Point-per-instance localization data
• • • • •

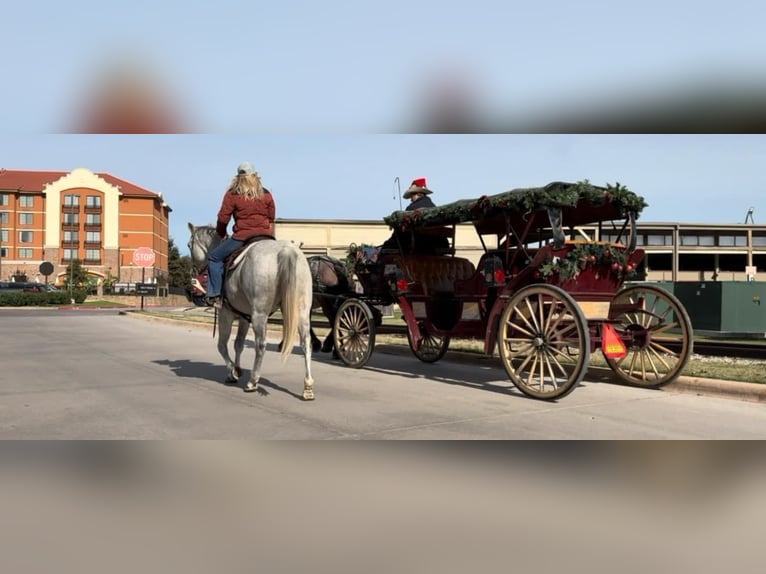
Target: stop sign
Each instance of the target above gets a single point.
(143, 257)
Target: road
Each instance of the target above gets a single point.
(75, 374)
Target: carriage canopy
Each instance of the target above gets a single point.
(578, 203)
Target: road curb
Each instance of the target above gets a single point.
(751, 392)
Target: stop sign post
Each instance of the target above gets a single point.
(143, 257)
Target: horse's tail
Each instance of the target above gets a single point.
(288, 295)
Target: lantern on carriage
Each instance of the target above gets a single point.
(494, 272)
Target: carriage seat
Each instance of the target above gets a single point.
(437, 274)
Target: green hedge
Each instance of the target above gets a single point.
(22, 299)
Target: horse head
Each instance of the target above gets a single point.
(203, 240)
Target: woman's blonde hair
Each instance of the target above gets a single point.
(248, 186)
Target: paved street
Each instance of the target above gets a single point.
(97, 374)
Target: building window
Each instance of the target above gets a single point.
(732, 240)
(655, 240)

• • • • •

Task instructions: Only lines belong in the copy: transcribe those from the start of the data through the line that contains "Target: green hedge", and skip the pictures.

Solution:
Target: stop sign
Each instance of the target above gets a single point.
(143, 257)
Target: road
Each instance of the target above gets a single point.
(75, 374)
Target: carriage canopy
Each instance of the target above gets a single point.
(578, 203)
Target: road curb
Each instance of the target above gets a single point.
(751, 392)
Target: stop sign post
Each instance of the target above gets a single point.
(143, 257)
Target: horse's tail
Each instance of the target above gets a single point.
(288, 295)
Target: lantern on carriage
Each instance of the target above gets a single point.
(494, 272)
Target: carriage seat
Each instance of the target above gets a single point.
(437, 274)
Target: green hedge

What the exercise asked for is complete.